§ **Data for processing**
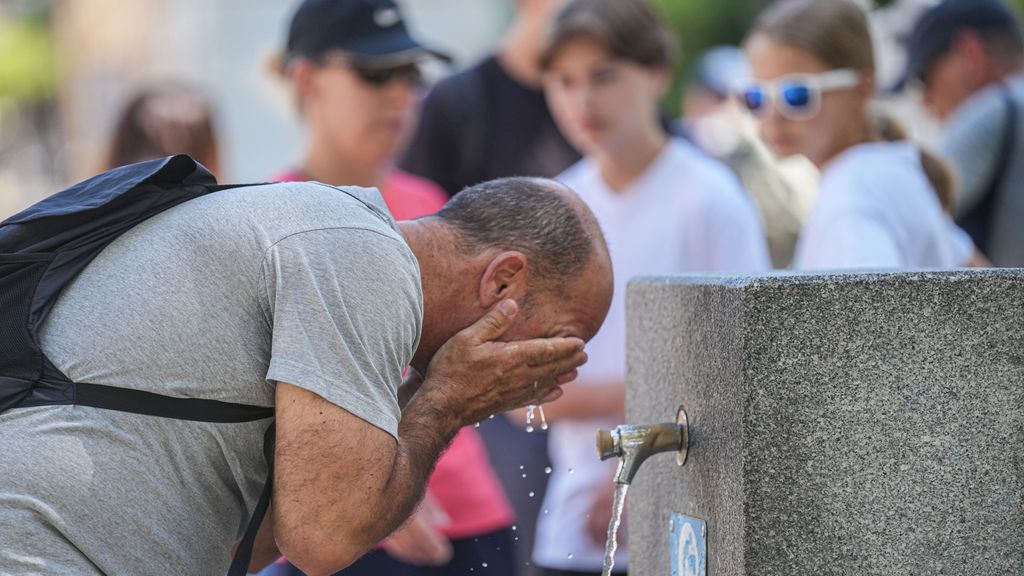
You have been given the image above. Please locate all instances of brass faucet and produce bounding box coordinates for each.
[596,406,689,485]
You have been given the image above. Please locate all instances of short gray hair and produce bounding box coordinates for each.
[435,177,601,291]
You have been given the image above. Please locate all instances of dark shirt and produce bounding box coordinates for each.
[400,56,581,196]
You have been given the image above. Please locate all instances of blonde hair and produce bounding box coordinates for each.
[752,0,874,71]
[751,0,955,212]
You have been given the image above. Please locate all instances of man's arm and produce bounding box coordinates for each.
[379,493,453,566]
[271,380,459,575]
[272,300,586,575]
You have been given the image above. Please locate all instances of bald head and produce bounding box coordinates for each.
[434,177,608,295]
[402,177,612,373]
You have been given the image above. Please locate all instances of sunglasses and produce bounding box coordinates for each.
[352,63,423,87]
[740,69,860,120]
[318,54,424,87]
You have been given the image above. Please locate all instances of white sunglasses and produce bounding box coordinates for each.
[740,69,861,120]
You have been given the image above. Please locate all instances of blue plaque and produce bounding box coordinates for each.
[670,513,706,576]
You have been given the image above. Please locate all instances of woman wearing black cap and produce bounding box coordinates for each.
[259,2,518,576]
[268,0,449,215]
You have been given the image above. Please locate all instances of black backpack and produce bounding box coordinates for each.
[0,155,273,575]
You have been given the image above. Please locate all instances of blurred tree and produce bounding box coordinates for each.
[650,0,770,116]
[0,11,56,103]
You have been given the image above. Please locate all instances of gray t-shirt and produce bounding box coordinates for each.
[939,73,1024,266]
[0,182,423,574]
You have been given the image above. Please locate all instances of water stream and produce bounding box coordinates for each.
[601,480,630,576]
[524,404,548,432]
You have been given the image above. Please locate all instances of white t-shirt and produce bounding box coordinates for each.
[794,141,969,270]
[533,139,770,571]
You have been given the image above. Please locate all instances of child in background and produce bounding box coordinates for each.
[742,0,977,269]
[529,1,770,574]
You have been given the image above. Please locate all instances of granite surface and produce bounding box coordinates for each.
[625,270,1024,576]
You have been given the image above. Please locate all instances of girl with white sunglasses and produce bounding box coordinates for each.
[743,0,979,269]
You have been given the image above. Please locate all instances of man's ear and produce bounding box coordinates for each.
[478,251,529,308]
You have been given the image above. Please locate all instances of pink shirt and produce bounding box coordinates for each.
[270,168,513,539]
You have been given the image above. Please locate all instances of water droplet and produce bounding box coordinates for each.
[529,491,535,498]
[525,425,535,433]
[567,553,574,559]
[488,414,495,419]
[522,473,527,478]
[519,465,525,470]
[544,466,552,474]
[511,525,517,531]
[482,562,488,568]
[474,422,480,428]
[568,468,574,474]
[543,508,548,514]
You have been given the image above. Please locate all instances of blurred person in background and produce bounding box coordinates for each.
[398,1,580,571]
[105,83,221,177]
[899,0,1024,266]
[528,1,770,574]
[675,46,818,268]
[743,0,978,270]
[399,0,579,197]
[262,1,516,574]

§ **Task to carry out**
In the copy, include no pictures; everything else in the material should be written out exactly.

§ **Expected answer**
You have been given the image above. Please locate all instances of brass faucet and produce bounding box coordinates for each.
[596,406,689,485]
You have been given the image above. Please locate all instances of short gray hair and produce bounding box coordinates for each.
[435,177,601,291]
You have been given the image above. Please locate all instances of dark shirt and produce bounding box coordinates for each.
[400,56,581,196]
You have been given the image above. Please locate all instances of blonde hair and produce bounding box coordinates for each.
[752,0,874,71]
[751,0,955,212]
You have been given the image above. Please locate all instances of man's arm and produce bounding box coordinates for each.
[379,493,453,566]
[271,380,459,575]
[272,300,586,575]
You have been given the image above. Please locate all instances of bald head and produce bounding box coordinates for each.
[434,177,608,295]
[402,177,612,373]
You have been given the image above. Please locate all instances of sunglasses and produce bounding box coordinates for each.
[352,63,423,87]
[740,69,860,120]
[318,54,424,87]
You have been given the image above. Please locate all instances of white sunglasses and produce bounding box coordinates for each.
[740,69,861,120]
You have been given the image above. Please locate all instances of blue plaque and produce bounding box coordinates for each.
[670,513,706,576]
You have been given the image above. Please locate all instances of woman wearing black cap and produce bounding box coordinates for each.
[259,2,518,576]
[268,0,449,215]
You have been given the image above. Please locate all instances of black backpack and produce bounding box coordinates for each.
[0,155,273,575]
You have been given the image above. Please locate all instances of blurred tree and produce bounding box coordinates for each.
[650,0,770,116]
[0,11,56,103]
You have been given the image above. Please locate all instances of gray t-shirt and produce bounding box coordinates for each.
[939,73,1024,266]
[0,182,423,574]
You have been given the image above. Please locate all instances of water stream and produce bounding box coordinates for each.
[601,480,630,576]
[524,404,548,432]
You have been given the image above. Please locate all instances of white t-shirt and produce bounding box coordinates for each.
[794,141,969,270]
[533,139,770,571]
You have been given the image above. Please locate all instances of child in background and produce bounding box coordinates for each.
[742,0,977,269]
[529,1,770,574]
You have been given the image above. Please locate all instances of granite surface and produce bounding box coordinates for each.
[625,270,1024,576]
You have been given the image above. Please locate all instances of girl with white sunglasses and produce bounding box coordinates for each.
[743,0,979,269]
You have been given the image above. Please locate all instances of man's ear and produce bounding box coordinates for each.
[478,251,529,308]
You have been given the image above. Please locate all instances of pink shirt and produce bounding box coordinates for each.
[270,168,513,539]
You have been given the image above. Please locate all instances of water droplet and produce bounding box coordinates for each.
[529,491,535,498]
[525,425,535,433]
[567,553,574,559]
[488,414,495,419]
[522,473,527,478]
[519,465,525,470]
[544,466,552,474]
[511,525,517,531]
[482,562,488,568]
[474,422,480,428]
[568,468,574,474]
[543,508,548,514]
You have been given the image above. Please locate all instances of blurred person in background and produce bounding box coordinates for each.
[398,1,580,571]
[105,83,221,177]
[899,0,1024,266]
[528,1,770,574]
[675,46,818,268]
[743,0,978,270]
[399,0,579,197]
[262,1,516,574]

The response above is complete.